- **INFORMATION SUPPLIED**
○ ○ ○ ○
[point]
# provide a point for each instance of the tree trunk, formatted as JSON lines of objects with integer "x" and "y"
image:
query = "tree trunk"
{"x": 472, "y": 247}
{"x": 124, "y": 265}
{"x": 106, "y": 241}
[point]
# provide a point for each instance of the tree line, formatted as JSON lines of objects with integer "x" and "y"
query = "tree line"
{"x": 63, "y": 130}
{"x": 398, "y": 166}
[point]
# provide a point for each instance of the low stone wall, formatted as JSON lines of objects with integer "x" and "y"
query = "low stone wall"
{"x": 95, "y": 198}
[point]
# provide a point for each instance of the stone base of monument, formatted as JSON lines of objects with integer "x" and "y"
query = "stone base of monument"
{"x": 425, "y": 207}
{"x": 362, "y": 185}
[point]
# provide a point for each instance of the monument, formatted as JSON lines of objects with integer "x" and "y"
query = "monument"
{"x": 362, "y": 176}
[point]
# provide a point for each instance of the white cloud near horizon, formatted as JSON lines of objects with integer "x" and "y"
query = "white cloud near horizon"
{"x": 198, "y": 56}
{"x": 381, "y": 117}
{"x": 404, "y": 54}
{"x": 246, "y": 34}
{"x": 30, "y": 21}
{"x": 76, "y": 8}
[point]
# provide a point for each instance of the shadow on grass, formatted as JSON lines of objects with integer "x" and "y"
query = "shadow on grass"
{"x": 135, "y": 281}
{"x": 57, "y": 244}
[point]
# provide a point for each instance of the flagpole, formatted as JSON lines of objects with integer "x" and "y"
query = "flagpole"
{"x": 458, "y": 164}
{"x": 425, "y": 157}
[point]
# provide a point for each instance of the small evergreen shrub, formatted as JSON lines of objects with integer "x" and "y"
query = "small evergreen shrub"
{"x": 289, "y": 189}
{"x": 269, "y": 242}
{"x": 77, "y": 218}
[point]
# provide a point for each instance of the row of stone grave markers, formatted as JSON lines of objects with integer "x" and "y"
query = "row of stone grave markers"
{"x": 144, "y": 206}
○ ○ ○ ○
- **WORK REQUIRED**
Count the lines in the items above that contain the string "evergreen", and give only that number.

- **PROBLEM SOLUTION**
2